▸ **THE TASK**: The records below must be output exactly, without pictures.

[Labeled-object pointing entries]
· · · · ·
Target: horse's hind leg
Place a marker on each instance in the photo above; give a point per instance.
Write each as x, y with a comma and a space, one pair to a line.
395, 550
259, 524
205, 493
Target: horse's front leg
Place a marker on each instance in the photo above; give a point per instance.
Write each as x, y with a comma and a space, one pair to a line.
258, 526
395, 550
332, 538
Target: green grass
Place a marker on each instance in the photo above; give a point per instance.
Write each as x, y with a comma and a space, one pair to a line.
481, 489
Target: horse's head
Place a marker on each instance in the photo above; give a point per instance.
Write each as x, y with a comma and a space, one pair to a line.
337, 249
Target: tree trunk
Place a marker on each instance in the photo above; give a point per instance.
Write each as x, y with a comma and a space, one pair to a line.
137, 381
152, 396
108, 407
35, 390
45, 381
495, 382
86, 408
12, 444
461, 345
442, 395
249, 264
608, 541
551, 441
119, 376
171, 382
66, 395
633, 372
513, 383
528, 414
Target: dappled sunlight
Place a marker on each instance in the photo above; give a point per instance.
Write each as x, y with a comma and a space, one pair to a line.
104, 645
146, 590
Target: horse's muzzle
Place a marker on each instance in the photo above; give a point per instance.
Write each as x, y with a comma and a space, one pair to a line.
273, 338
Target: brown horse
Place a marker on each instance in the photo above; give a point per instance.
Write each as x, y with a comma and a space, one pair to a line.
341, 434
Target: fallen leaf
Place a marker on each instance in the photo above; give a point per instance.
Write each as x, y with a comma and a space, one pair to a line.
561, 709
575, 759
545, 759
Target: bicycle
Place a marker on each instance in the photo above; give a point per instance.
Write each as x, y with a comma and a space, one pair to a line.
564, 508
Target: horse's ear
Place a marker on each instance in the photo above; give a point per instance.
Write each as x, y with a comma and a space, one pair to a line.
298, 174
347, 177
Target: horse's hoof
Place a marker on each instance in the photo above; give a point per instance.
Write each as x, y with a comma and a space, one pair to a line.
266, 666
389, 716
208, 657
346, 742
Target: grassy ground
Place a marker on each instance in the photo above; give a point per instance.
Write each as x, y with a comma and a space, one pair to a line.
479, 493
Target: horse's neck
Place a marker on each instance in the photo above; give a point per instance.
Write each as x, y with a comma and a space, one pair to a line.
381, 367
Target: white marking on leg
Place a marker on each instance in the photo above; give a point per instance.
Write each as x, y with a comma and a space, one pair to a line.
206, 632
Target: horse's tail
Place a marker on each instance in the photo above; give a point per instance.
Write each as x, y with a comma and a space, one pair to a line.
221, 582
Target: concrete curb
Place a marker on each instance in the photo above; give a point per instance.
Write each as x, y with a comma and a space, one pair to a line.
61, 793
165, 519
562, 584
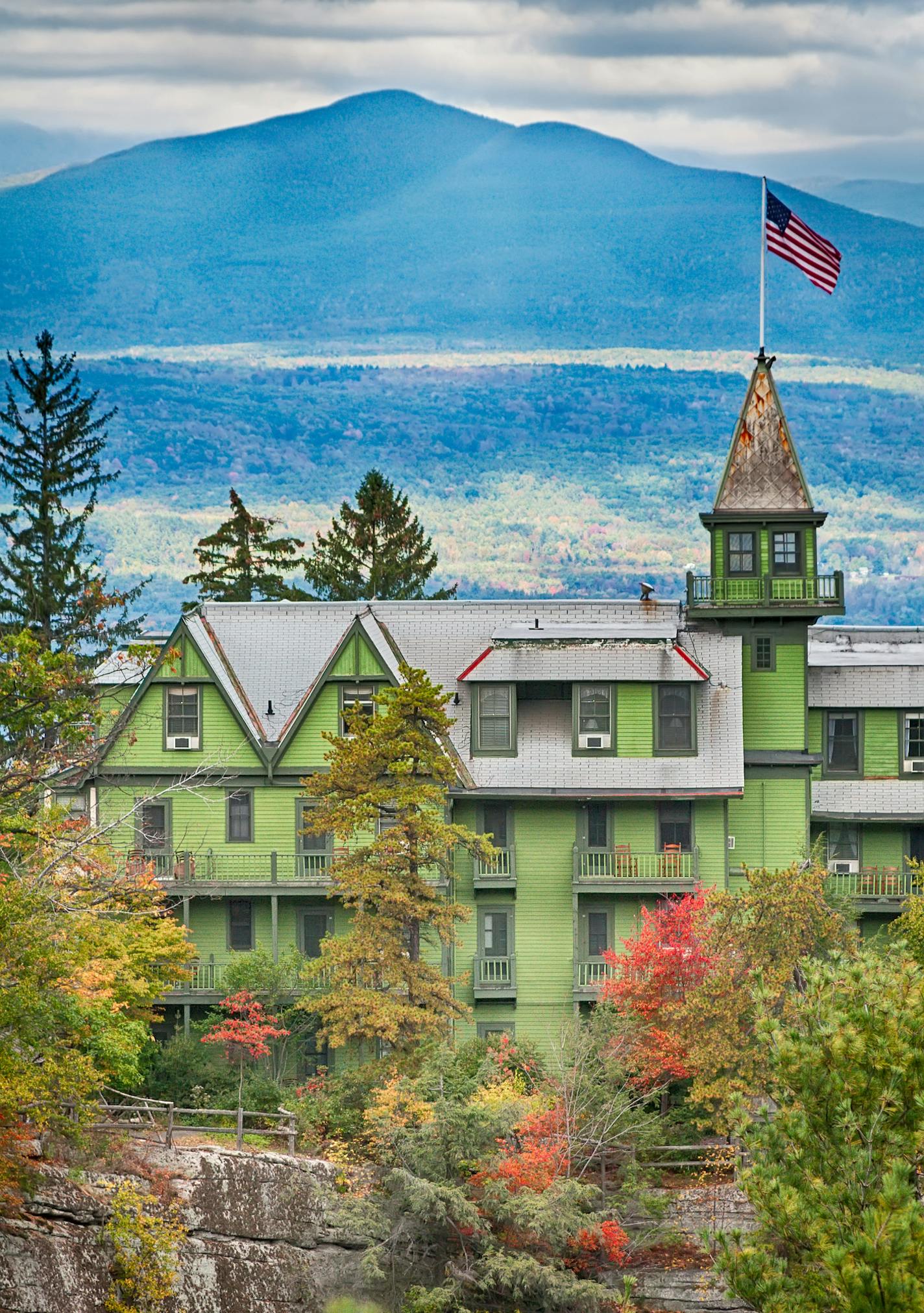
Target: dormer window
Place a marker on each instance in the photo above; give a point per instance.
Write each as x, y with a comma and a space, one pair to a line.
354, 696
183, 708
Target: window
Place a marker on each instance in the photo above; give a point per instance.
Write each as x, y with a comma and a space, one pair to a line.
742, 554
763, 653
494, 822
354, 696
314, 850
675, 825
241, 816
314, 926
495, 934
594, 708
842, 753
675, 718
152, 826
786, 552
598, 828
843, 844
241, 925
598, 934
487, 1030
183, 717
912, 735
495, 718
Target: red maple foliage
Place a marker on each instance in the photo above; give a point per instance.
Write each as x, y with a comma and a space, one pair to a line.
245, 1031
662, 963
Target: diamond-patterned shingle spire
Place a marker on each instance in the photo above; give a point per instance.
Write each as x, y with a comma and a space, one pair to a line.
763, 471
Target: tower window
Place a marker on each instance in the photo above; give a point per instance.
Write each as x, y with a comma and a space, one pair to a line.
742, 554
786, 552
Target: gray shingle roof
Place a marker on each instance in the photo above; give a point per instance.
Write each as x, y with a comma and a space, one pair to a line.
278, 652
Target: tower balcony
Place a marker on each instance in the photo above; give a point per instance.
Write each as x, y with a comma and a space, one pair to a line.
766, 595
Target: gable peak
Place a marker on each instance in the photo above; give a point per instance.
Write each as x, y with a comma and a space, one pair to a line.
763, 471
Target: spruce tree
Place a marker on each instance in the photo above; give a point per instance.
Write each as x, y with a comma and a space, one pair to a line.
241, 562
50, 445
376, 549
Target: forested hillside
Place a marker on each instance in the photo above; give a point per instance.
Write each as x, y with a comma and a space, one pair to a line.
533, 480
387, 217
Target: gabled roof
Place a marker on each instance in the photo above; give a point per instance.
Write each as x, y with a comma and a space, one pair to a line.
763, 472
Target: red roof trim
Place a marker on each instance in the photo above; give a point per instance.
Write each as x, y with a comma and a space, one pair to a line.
· · · · ·
▸ **RESULT**:
Target: horse's hind leg
Place a marker on each instance in the photo above; give a point per instance.
Write each as x, y with a comma and a space, one pair to a line.
395, 550
259, 524
205, 493
Target: horse's front leg
Place a marker on each instance in the photo above; give a point per instance.
Write each as x, y with a comma and a space, one pair to a line.
258, 526
395, 550
332, 538
Target: green grass
Place a marker on each instance in the photo above; give a point per instance.
Write each as x, y with a comma and a space, one pair to a line.
481, 489
Target: horse's head
Place a marker on each instance in the photo above; give a point per instance.
Write each as x, y with a comma and a space, one pair to a line.
337, 249
Target: tree trunk
Place a marker on each instance in the photo above; give a point per instance.
Write each as x, y with a comma and a space, one pair to a line.
137, 381
152, 396
108, 407
35, 390
45, 381
495, 382
86, 408
12, 444
461, 345
442, 395
249, 264
608, 541
551, 441
119, 376
171, 382
66, 395
633, 372
513, 383
528, 414
Target: dappled sunlight
Place a marker on each instance in the photo above; give a point per instance.
Write each as x, y with a comma and a space, one pair to a line.
104, 645
146, 590
Target: horse's muzzle
Place a marker on each instance in the photo above; give a point per instance.
Write each as x, y with a comma and a space, one pair to a line.
273, 338
Target: brown horse
Place a marker on each instance in the photo above; give a point per instance.
Write each as x, y with a comma and a space, one pair to a line.
341, 434
Target: fallen leaf
Place a marker on each instance in the photo above; give a point per instance.
Write each as x, y with a comma and a space, one pair to a line.
561, 709
575, 759
545, 759
Target: bicycle
Place a marker on each instance in the photo above; give a point per instance.
Write each as x, y with a comma and a space, one pair to a line.
564, 508
Target: horse's ear
Place a marker on each instance in the photo above; give a point per instance.
Write each as x, y with a comma and a space, one pair to a line.
298, 174
347, 177
Target: horse's hoof
Place a marker on each instance in the photo above; give a point per instance.
Write each as x, y with a comma and a space, one pair to a line.
266, 666
389, 716
208, 657
346, 742
Target: grassy ground
Place a marker on each instance in the photo above; give a point per instance.
Write each as x, y with a comma and a space, one pair to a line.
479, 493
Target: horse's neck
Place a marker on each instance in the photo above; give a point per instance.
Write each as x, y with a comma and a space, one pair to a line.
381, 367
Target: white marking on leg
Place a marker on each instance in the photo above; give a point per instance.
Write each as x, y with a comma and a space, one pair to a line.
206, 632
Target: horse's tail
Place a marker on each instance in the photo above; give a point per instance.
Write each as x, y with a comma and a space, one pair to a line.
221, 582
Target: concrete curb
Place a marker on each instance in the photo above; give a point per instance.
Write each as x, y with a comma and a space, one pair to a line.
61, 793
165, 519
562, 584
Target: dormer window
Place a marker on each instance in the photo above; give a point per instance.
Write each as x, y with a comma and a space, one pair to a line.
354, 696
183, 708
Target: window
Place a marker on each instance in the photo above; give a point per instance.
Write each as x, y with a comma and a space, one pair to a line.
742, 554
763, 653
494, 822
354, 696
314, 850
675, 825
241, 816
314, 926
495, 934
594, 708
842, 753
675, 718
152, 826
786, 552
598, 828
843, 844
241, 925
598, 934
487, 1030
183, 717
912, 735
495, 718
Target: red maple foliage
Place a marker on each instance in the photo above; give a point per instance.
Write each as x, y with a comma and a space, one pair to a line.
245, 1031
662, 963
Target: diamond-patterned shingle spire
Place a marker on each instance in the photo above; give a point per instance.
Write each as x, y with a comma and a space, one pair to a line.
763, 471
Target: tower window
Place a marker on each instance in the photo above; give a point per instance.
Write each as x, y with a comma and a space, one pair to a line.
742, 554
786, 552
Target: gray shingle roof
Place a marker on each instance in the photo above; give a point per instance.
Write each as x, y with a comma and a space, one pair to a line.
278, 652
Target: tower balcony
Place a marker on each instance in the photo above; give a point per instance.
Write each as x, y with a comma and a space, one pair to a line.
766, 595
Target: gable peak
Place a marker on each instance in the photo above; give a point per instance.
Write each as x, y with a comma and a space, one pair to a line.
763, 471
Target: spruce tree
Place a marker on each instance in the photo above; give a point per instance.
Write each as x, y with a comma and a space, one pair to a line.
241, 562
50, 445
376, 549
Target: forested hillside
Place a marker on each instance in the photo above; give a point per instance.
Write each as x, y with a comma and a space, one pair to a line.
533, 480
387, 217
Target: gabled roof
Place a marker on each instance in the photo above; give a point per instance.
Write each as x, y with a comma and a space, one pair to a line.
763, 472
Target: red roof trim
Place a marker on each instance in the photo above; give a point per instance.
Write each as x, y with a comma and a space, one pair to a line.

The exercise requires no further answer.